▶ [REQUIRED ACTION] Of the material below, the lines to be retyped are those from the line containing "box: [100, 299, 426, 427]" through the line containing "positive clicks: (411, 307)", inclusive; reproduce them exactly.

▶ [INFORMATION GIVEN]
===

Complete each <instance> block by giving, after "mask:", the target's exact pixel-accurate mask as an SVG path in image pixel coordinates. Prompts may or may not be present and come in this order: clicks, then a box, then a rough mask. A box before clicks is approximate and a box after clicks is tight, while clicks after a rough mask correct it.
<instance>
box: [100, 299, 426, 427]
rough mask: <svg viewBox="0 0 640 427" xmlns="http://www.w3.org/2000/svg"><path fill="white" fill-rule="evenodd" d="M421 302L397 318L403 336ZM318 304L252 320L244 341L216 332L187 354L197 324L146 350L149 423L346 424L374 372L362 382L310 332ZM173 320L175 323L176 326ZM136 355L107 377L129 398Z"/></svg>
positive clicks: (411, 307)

===

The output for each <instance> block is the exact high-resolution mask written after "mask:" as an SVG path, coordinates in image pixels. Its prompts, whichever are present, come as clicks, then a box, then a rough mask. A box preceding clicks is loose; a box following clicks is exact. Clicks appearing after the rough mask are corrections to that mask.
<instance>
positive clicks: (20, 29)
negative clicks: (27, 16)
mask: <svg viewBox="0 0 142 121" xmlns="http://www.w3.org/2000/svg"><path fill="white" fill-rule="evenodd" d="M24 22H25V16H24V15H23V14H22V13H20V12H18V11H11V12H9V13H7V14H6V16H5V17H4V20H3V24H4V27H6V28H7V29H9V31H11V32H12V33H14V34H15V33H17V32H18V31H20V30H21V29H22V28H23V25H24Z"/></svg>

===

▶ [SOLUTION FOR THIS PROBLEM]
box: [100, 299, 426, 427]
rough mask: <svg viewBox="0 0 640 427" xmlns="http://www.w3.org/2000/svg"><path fill="white" fill-rule="evenodd" d="M421 302L397 318L403 336ZM318 304L252 320L244 341L216 332L187 354L197 324L146 350L149 423L346 424L374 372L362 382L310 332ZM173 320L175 323L176 326ZM136 355L107 377L129 398Z"/></svg>
positive clicks: (411, 307)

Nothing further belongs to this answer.